The input:
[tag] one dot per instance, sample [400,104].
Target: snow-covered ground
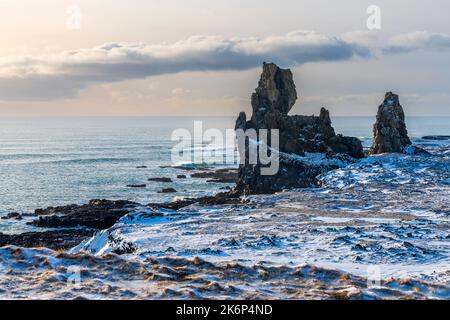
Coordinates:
[378,228]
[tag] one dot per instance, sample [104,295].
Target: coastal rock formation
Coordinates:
[299,136]
[389,131]
[97,214]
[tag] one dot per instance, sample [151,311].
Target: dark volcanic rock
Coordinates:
[436,138]
[55,239]
[225,175]
[13,215]
[298,135]
[389,131]
[167,190]
[163,179]
[218,199]
[97,214]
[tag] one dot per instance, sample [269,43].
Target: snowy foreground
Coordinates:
[378,228]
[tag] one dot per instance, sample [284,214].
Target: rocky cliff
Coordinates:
[299,137]
[389,131]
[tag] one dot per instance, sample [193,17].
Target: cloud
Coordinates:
[180,91]
[420,40]
[63,75]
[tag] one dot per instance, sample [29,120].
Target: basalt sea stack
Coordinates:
[389,131]
[308,145]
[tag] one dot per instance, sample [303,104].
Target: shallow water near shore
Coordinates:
[376,229]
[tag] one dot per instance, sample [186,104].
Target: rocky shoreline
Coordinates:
[300,137]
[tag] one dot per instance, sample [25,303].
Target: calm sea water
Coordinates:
[47,162]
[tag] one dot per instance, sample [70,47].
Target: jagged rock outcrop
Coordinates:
[389,131]
[298,136]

Given task: Take the line with "[tag] one dot per instance, sample [104,295]." and all lines after it through the end of the records, and write them out exactly; include nothing else.

Result below:
[tag] one dot per instance, sample [104,295].
Target: coastal rock formation
Coordinates:
[299,136]
[389,131]
[97,214]
[tag] one dot per instance, sample [151,311].
Target: dark volcanic rock
Coordinates:
[436,138]
[55,239]
[225,175]
[13,215]
[298,135]
[389,131]
[167,190]
[163,179]
[218,199]
[97,214]
[tag] one dot per instance, sample [269,43].
Target: snowy foreground
Coordinates:
[378,228]
[tag] one dot per instance, sample [284,214].
Target: rocky cliff
Coordinates:
[299,137]
[389,131]
[tag] one dot per instance, sample [193,17].
Target: cloud
Coordinates:
[180,91]
[420,40]
[63,75]
[tag] one dot per instance, sample [29,120].
Target: basalt sea stack
Coordinates:
[389,131]
[308,145]
[tag] one dot per instance, sample [303,104].
Target: shallow water near shore
Coordinates:
[376,229]
[tag] one dot per instance, sample [186,104].
Target: rocky shoreline
Coordinates:
[300,137]
[tag] one dot per instance, sample [25,303].
Target: calm sea water
Coordinates:
[47,162]
[tag] one dot per instance, sample [70,47].
Target: jagged rock outcrop
Coordinates:
[389,131]
[298,136]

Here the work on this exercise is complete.